Saved entries:

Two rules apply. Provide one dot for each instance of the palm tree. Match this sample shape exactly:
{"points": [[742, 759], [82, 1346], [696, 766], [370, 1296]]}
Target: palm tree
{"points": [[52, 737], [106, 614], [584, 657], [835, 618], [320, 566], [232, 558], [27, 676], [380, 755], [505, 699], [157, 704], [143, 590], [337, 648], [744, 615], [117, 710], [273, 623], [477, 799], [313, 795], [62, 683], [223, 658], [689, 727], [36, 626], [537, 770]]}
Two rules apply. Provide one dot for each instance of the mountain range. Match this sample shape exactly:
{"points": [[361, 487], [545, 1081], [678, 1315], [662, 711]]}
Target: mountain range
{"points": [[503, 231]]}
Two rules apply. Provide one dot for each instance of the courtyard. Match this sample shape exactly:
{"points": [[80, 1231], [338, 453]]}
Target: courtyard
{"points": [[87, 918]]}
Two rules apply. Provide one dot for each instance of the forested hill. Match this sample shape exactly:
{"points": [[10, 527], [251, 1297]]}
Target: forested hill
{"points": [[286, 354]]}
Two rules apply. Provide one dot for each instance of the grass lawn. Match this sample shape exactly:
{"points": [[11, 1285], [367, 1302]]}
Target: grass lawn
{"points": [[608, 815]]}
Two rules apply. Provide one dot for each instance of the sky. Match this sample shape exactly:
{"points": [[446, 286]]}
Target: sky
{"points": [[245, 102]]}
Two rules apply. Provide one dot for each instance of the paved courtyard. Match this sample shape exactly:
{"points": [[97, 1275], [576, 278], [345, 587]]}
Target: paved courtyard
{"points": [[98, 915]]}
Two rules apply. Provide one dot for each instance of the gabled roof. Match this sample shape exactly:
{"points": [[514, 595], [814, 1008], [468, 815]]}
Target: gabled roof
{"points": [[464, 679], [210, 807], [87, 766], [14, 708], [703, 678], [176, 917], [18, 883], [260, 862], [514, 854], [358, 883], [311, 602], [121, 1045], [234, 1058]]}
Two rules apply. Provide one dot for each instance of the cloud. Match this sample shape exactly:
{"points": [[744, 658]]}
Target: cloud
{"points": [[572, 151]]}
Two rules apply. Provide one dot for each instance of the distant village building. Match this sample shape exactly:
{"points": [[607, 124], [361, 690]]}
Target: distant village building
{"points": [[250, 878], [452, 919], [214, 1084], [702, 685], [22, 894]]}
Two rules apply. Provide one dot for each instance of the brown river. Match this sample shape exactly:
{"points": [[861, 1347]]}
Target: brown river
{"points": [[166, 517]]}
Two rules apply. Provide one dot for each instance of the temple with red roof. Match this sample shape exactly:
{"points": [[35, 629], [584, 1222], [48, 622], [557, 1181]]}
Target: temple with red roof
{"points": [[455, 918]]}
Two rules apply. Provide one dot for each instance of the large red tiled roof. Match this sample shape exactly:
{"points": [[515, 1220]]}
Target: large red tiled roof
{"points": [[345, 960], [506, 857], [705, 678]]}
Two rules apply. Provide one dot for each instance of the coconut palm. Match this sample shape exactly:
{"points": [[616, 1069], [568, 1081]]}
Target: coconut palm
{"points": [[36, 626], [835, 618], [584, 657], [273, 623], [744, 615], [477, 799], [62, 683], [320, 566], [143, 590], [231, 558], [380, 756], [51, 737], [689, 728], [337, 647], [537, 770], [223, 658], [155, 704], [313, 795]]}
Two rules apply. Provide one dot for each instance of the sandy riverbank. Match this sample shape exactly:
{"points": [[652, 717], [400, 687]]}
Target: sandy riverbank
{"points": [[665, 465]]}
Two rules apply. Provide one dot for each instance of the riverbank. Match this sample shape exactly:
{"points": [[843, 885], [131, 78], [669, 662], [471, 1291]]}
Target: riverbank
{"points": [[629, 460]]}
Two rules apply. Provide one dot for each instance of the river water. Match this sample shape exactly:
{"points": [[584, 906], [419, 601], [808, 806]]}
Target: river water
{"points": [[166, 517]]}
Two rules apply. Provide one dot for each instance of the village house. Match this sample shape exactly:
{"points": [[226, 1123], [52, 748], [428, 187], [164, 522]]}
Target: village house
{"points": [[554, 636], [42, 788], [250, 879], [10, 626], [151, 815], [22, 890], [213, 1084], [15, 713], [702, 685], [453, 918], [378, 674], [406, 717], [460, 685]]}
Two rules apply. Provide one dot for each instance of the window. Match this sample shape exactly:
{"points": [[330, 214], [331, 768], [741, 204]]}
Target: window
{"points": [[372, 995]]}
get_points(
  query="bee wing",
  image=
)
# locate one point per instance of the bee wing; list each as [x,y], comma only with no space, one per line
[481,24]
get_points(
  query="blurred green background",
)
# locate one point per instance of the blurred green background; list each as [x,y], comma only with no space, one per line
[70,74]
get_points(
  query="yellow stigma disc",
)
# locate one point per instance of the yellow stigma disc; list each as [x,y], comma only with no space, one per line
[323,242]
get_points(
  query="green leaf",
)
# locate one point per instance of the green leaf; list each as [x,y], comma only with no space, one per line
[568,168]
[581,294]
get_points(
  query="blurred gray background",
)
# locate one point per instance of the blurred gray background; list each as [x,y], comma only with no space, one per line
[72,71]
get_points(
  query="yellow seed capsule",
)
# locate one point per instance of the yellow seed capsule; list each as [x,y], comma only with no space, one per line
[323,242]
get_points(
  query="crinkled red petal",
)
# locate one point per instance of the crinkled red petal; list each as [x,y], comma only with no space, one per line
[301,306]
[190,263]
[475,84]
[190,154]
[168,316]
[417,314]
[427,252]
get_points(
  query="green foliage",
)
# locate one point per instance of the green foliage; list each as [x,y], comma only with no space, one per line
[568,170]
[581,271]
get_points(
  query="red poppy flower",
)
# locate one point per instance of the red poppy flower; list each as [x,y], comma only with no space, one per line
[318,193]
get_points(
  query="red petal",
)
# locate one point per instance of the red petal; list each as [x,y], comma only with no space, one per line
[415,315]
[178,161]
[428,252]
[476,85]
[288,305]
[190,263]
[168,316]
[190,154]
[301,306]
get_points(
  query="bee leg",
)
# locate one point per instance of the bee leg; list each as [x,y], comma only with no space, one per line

- _WHAT YOU WILL DO_:
Retype the records exactly.

- _TASK RESULT_:
Two rules apply. Provide one dot for each instance of the palm tree. Match this sample shape exactly:
{"points": [[742, 759], [82, 1346], [696, 766], [370, 1296]]}
Target: palm tree
{"points": [[52, 737], [106, 614], [584, 657], [835, 618], [320, 566], [232, 558], [27, 676], [380, 755], [505, 699], [157, 704], [143, 590], [337, 648], [744, 615], [117, 710], [273, 623], [477, 799], [313, 795], [62, 683], [223, 658], [689, 727], [36, 626], [537, 770]]}
Two rules apply. Provide one dot for each instance of the mountain range. Match this sample shape exactly:
{"points": [[361, 487], [545, 1081], [678, 1315], [662, 711]]}
Target: mountain range
{"points": [[503, 231]]}
Two rules apply. Provide one dot for each instance of the courtyard. Match this sample shape exactly:
{"points": [[80, 1231], [338, 453]]}
Target: courtyard
{"points": [[87, 918]]}
Two rules apply. Provide one dot for each instance of the forested hill. Match this sample shape exactly:
{"points": [[10, 527], [251, 1297]]}
Target: forested hill
{"points": [[286, 354]]}
Two rules apply. Provide one dot for each instance of the grass lawn. Match this sample shape exactly:
{"points": [[11, 1285], [367, 1302]]}
Target: grass lawn
{"points": [[608, 815]]}
Two rules apply. Provide one dot for each instance of the sky. Match this sample shape exactly:
{"points": [[446, 286]]}
Target: sky
{"points": [[245, 102]]}
Two rules apply. Provide one dot for each instance of the paved courtyard. Match this sample shape exactly:
{"points": [[97, 1275], [576, 278], [345, 587]]}
Target: paved courtyard
{"points": [[98, 915]]}
Two rules apply. Provide one dot for each instance of the gabled roof. Match this sample shape exactly:
{"points": [[514, 595], [814, 1008], [468, 815]]}
Target: gabled roof
{"points": [[464, 679], [210, 807], [87, 766], [14, 708], [703, 678], [176, 917], [18, 883], [260, 862], [514, 854], [358, 883], [311, 602], [121, 1045], [234, 1058]]}
Two rules apply. Provide one dot for each instance of the cloud. Match this sample shape exactly:
{"points": [[744, 658]]}
Target: cloud
{"points": [[572, 151]]}
Two rules apply. Provide one dot for each instance of the distant village building. Match this sample shape exactly:
{"points": [[607, 124], [361, 690]]}
Target: distant village building
{"points": [[250, 878], [452, 919], [214, 1084], [702, 685], [22, 894]]}
Two rules apply. Provide one dot for each instance of the brown river. Match this sample shape exactly:
{"points": [[861, 1347]]}
Target: brown river
{"points": [[166, 517]]}
Two rules apply. Provide one dot for each instance of the temple with red roof. Match this sample shape exactly:
{"points": [[35, 629], [584, 1222], [48, 622], [557, 1181]]}
Target: temple with red roof
{"points": [[455, 918]]}
Two rules apply. Provide one dot for each instance of the large red tiled roof. Match this sample shape exactly:
{"points": [[515, 1220]]}
Target: large red tiled roof
{"points": [[345, 960], [506, 857], [705, 678]]}
Two rules apply. Provide one dot for each instance of the coconut palm. Match this sample shape exactly:
{"points": [[616, 1069], [568, 1081]]}
Target: coconut palm
{"points": [[36, 626], [835, 618], [584, 657], [273, 623], [744, 615], [477, 799], [62, 683], [320, 566], [143, 590], [231, 558], [380, 756], [51, 737], [689, 728], [337, 647], [537, 770], [223, 658], [155, 704], [313, 795]]}
Two rules apply. Provide one dot for each instance of the sandy riverbank. Match this sample shape exactly:
{"points": [[652, 717], [400, 687]]}
Target: sandy riverbank
{"points": [[665, 465]]}
Two rules apply. Provide one dot for each instance of the riverbank. Match this sample shape exactly:
{"points": [[843, 885], [131, 78], [669, 662], [471, 1291]]}
Target: riverbank
{"points": [[629, 460]]}
Two rules apply. Provide one dot for each instance of the river water. Match this sample shape exactly:
{"points": [[584, 906], [419, 601], [808, 806]]}
Target: river water
{"points": [[166, 517]]}
Two rules apply. Provide one dot for each instance of the village house. Match this sample shape exactly:
{"points": [[226, 1123], [52, 748], [428, 187], [164, 522]]}
Target: village house
{"points": [[554, 636], [42, 788], [250, 879], [10, 626], [151, 815], [22, 890], [213, 1084], [15, 713], [702, 685], [453, 918], [378, 674], [406, 717], [460, 685]]}
Two rules apply. Provide one dot for each instance of the window. Match this sample shape exactly:
{"points": [[330, 214], [331, 768], [741, 204]]}
Target: window
{"points": [[372, 995]]}
get_points(
  query="bee wing",
  image=
)
# locate one point per instance of the bee wing; list each as [x,y], comma only with no space, one per line
[481,24]
get_points(
  query="blurred green background",
)
# locate one point per instance of the blurred green background; list each as [x,y], comma only with no space, one per line
[70,74]
get_points(
  query="yellow stigma disc",
)
# locate one point per instance of the yellow stigma disc; list each as [x,y], comma only with no space, one per line
[323,242]
get_points(
  query="green leaf",
)
# locate one point per instance of the green leaf; list each as [x,y], comma only with no space, one per line
[568,168]
[581,294]
get_points(
  query="blurred gray background",
)
# locate one point per instance of the blurred gray background; list each as [x,y], comma only with no space, one per line
[72,71]
get_points(
  query="yellow seed capsule",
)
# locate one point per instance of the yellow seed capsule; list each as [x,y], comma only with no space, one per line
[323,242]
get_points(
  query="crinkled red petal",
)
# locate one point per instance of the crinkled red petal; list each as [x,y], comma only with no space, one per line
[301,306]
[190,263]
[475,84]
[190,154]
[168,316]
[417,314]
[427,252]
get_points(
  query="green foliage",
)
# locate one point per instance of the green foliage; list each as [x,y], comma only with no space, one per line
[568,170]
[581,271]
get_points(
  query="red poppy flower",
)
# locate one point per instance of the red poppy flower; list each as [x,y], comma only with no space, one per line
[318,193]
get_points(
  query="red petal",
)
# locate one point per instance of the red petal; list each as [x,y], comma only with no space, one per line
[415,315]
[178,161]
[428,252]
[476,85]
[288,305]
[190,263]
[168,316]
[190,154]
[301,306]
get_points(
  query="bee leg",
)
# locate one point per instance of the bee leg; list each as [x,y], comma only with no space, one per line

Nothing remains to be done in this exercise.